__YOUR GOAL__
Print exactly the lines from the one containing "of the round" through the last line of the listing, both included.

Pointing records
________

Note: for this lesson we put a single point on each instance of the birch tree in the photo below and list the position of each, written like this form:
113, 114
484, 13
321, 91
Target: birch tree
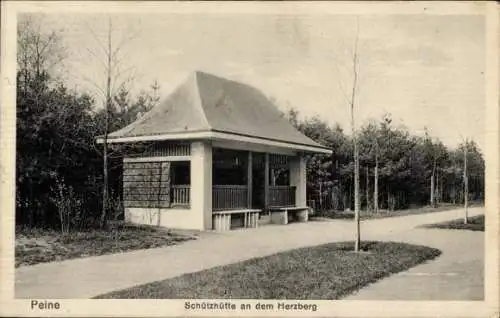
109, 55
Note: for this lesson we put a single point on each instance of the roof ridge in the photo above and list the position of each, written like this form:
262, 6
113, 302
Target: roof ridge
199, 98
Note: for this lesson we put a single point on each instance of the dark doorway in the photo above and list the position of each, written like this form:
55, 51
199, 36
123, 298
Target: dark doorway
258, 180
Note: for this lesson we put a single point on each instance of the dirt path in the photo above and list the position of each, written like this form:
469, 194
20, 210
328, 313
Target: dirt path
88, 277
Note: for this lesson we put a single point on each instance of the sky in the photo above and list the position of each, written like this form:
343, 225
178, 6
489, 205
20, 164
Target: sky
425, 70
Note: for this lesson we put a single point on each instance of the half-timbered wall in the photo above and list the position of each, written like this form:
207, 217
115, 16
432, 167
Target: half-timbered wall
146, 184
160, 149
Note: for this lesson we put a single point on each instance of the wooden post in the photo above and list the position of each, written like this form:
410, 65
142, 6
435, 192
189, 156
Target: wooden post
466, 187
266, 181
249, 180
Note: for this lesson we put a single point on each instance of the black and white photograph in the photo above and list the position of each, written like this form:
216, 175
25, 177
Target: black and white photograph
237, 158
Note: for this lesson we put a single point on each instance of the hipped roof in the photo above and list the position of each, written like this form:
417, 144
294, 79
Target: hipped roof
208, 103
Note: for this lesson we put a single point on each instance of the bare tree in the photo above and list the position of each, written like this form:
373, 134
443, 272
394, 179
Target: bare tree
110, 57
351, 100
466, 185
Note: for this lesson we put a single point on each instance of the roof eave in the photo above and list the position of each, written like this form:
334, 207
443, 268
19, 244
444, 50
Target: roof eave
217, 135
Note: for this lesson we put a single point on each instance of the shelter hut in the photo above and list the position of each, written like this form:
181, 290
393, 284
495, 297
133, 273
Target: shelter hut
215, 154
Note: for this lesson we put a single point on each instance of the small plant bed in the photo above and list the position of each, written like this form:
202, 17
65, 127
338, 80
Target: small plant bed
368, 215
475, 223
329, 271
35, 246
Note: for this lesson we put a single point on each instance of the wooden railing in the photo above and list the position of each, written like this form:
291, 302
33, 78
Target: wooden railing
281, 196
180, 194
227, 197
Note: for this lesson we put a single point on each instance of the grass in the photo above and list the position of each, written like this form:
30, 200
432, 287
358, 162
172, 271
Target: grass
365, 215
329, 271
475, 223
35, 246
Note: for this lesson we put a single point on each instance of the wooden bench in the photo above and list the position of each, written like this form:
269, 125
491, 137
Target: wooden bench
281, 215
221, 220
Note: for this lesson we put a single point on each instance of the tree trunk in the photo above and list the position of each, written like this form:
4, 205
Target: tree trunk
367, 189
433, 204
105, 138
375, 190
466, 187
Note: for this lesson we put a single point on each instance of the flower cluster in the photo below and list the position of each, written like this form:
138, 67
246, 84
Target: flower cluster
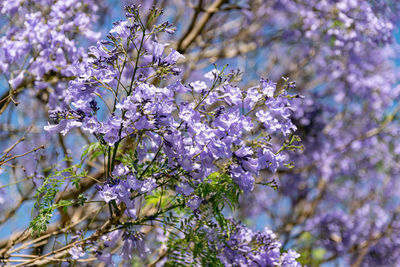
42, 41
176, 134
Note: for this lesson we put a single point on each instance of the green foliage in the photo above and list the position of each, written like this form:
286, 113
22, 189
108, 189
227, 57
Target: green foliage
46, 202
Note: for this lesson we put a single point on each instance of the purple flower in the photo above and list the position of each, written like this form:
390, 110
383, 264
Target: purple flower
76, 252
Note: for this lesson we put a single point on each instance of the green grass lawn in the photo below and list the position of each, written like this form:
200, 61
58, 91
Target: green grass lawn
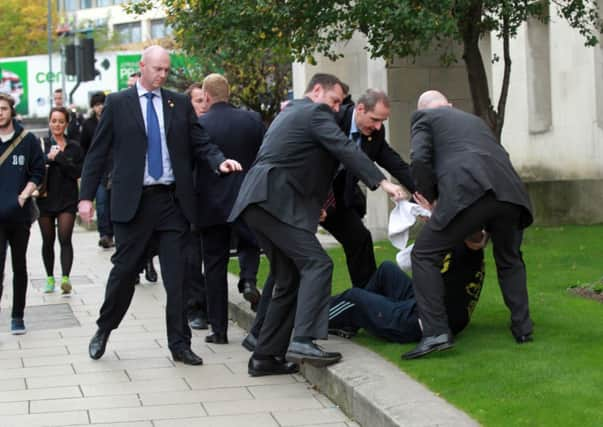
555, 381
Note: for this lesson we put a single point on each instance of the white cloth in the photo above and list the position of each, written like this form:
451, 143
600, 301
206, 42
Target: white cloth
401, 218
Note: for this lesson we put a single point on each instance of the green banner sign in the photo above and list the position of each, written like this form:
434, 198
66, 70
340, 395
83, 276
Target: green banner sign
126, 65
13, 80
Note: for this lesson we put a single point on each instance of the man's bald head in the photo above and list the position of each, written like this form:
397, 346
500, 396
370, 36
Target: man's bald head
432, 99
154, 67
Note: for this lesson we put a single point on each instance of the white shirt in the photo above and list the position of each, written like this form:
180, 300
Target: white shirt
168, 173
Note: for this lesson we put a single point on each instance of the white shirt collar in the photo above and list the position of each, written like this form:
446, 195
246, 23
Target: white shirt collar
142, 91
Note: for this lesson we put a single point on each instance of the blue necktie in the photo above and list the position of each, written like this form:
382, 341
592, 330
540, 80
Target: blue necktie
154, 139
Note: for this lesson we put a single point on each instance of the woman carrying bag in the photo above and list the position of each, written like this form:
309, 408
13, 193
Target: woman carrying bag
58, 203
21, 171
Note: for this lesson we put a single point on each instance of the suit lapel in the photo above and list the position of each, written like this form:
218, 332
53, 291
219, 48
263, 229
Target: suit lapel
134, 105
168, 106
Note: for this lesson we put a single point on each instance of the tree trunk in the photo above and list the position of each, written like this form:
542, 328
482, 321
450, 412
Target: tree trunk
504, 90
476, 72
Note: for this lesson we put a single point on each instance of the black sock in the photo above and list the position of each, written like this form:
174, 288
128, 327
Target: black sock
258, 356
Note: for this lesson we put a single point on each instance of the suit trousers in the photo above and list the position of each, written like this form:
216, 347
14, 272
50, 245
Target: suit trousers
216, 253
502, 221
263, 305
302, 273
158, 215
385, 307
17, 236
197, 298
345, 224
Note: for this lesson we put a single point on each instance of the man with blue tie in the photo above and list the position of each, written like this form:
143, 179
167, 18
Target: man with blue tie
154, 136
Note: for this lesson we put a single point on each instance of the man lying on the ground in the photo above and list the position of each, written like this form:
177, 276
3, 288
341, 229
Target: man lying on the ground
386, 306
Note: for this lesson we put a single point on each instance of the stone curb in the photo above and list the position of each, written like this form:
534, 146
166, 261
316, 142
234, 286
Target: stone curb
370, 390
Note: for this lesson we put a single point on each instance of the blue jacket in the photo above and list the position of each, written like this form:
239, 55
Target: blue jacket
24, 164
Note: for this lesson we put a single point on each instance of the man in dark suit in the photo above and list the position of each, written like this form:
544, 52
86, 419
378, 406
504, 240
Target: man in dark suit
238, 133
456, 159
152, 187
363, 124
280, 199
346, 204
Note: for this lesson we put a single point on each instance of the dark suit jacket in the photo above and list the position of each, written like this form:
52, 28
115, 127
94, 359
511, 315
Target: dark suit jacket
377, 149
238, 134
121, 129
292, 173
461, 152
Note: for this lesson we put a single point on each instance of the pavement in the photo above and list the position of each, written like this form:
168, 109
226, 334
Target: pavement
48, 379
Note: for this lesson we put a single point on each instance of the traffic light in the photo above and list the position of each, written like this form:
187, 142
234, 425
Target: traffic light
70, 68
86, 60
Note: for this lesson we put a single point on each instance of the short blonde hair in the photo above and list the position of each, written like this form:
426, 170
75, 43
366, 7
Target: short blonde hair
216, 86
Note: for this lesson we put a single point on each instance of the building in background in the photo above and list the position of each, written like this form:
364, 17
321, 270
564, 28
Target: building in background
554, 116
132, 30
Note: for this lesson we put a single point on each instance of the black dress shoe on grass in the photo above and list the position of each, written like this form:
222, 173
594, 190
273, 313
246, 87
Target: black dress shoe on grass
522, 339
216, 338
187, 357
250, 342
344, 332
197, 322
98, 343
429, 345
310, 353
271, 366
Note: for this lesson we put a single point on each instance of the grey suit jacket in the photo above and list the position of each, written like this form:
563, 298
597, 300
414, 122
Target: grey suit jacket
466, 161
121, 131
297, 161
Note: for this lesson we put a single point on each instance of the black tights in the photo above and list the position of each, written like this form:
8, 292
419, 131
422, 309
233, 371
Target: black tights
65, 222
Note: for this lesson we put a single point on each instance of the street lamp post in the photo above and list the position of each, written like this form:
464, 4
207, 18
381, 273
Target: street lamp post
50, 50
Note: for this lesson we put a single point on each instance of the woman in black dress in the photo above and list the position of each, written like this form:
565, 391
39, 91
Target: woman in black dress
64, 159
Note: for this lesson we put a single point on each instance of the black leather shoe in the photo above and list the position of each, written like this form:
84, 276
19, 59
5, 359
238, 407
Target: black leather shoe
428, 345
250, 342
187, 357
98, 343
272, 366
309, 352
217, 338
522, 339
197, 322
106, 242
346, 332
149, 272
250, 293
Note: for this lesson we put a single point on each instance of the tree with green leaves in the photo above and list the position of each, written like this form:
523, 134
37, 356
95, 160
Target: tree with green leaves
282, 31
410, 28
227, 37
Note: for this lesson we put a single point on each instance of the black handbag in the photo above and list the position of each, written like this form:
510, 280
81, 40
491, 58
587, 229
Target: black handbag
42, 190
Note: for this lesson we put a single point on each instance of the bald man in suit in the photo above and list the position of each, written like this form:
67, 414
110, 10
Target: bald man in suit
154, 136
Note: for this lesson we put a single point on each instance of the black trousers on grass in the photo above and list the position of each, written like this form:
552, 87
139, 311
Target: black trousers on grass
502, 221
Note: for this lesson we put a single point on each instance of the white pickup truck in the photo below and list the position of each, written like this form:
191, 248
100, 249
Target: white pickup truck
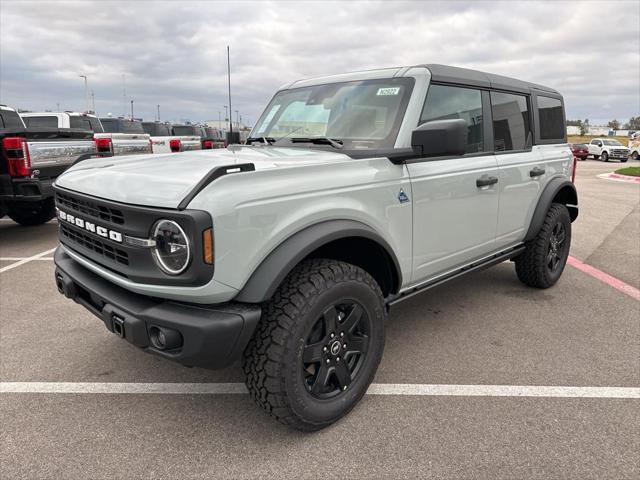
634, 145
113, 136
608, 149
163, 140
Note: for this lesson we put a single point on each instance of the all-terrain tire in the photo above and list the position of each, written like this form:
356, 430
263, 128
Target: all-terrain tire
533, 265
273, 360
32, 213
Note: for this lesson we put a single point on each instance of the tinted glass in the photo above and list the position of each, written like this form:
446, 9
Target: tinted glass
511, 122
551, 118
110, 125
86, 123
44, 121
444, 103
363, 114
185, 130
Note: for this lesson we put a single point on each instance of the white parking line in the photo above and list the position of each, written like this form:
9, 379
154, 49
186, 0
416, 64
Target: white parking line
374, 389
13, 259
26, 260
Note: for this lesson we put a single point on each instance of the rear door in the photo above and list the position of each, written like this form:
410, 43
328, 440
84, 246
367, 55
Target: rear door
455, 199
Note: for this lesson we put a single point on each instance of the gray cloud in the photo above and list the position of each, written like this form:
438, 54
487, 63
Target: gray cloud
174, 53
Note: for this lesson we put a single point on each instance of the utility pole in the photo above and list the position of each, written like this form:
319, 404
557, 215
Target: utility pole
86, 93
229, 78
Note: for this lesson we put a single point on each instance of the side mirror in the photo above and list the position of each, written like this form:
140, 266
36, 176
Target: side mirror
440, 137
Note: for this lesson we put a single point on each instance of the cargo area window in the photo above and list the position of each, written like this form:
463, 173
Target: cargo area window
551, 118
511, 122
445, 102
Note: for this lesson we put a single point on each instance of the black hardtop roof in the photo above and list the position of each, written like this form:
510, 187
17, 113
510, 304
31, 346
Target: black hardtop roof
448, 74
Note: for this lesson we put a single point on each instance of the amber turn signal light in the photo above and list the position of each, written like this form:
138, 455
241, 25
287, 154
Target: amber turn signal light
207, 246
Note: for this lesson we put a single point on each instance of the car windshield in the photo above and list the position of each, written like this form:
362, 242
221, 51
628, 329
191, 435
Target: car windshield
361, 114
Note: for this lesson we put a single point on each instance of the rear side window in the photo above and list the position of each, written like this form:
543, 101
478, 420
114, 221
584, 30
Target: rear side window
86, 123
551, 118
444, 102
44, 121
511, 122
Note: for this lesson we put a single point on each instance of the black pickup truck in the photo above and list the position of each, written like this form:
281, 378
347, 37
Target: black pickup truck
30, 161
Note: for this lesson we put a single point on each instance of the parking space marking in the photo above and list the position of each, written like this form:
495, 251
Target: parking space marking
13, 259
26, 260
623, 287
374, 389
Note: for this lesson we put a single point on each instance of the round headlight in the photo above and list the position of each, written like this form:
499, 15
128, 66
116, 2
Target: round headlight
172, 252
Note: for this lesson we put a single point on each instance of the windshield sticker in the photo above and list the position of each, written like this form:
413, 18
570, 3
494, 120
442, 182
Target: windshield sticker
388, 91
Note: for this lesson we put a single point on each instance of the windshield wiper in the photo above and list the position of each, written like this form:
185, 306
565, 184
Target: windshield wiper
334, 142
265, 140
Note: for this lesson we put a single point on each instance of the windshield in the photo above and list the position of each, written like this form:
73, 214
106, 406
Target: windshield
362, 114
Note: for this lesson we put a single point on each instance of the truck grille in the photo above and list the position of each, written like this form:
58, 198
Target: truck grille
101, 248
87, 207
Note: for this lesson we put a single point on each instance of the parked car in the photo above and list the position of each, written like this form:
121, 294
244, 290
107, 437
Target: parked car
122, 137
608, 149
354, 192
114, 136
634, 145
164, 141
579, 150
31, 158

________

__THE RESULT__
Note: for this lesson we put a single point on each instance of the round headlight in the photo above and list the position of each, written like this form:
499, 15
128, 66
116, 2
Target: round headlight
172, 252
Note: for this lesson we put a single point on each instance of the windshield sticker in the photo above and list the position of each, written like this form:
413, 18
570, 3
494, 120
442, 182
Target: windshield sticker
388, 91
Note: for this lesson we put a single point on each instance of the windshield wiper in the photo above and list the position of each, written like this form:
185, 306
565, 184
Target: windshield wiper
334, 142
265, 140
Note: for this lesson we put a single point on each instance of the windshield in the photo above and list the position of each, written like this form:
73, 214
106, 406
Target: windshield
362, 114
Note: for this lesson we put a single point on each instance of the truck grille in the photo above and list the position of each, written like this form:
58, 198
Target: truck grille
101, 248
87, 207
Note: for this lesson we put a single point on each instance of the parked car in the photo above and list the position of each, written like this form:
121, 294
244, 290
107, 437
Target: parked car
122, 137
608, 149
354, 192
114, 136
634, 145
164, 141
579, 150
31, 158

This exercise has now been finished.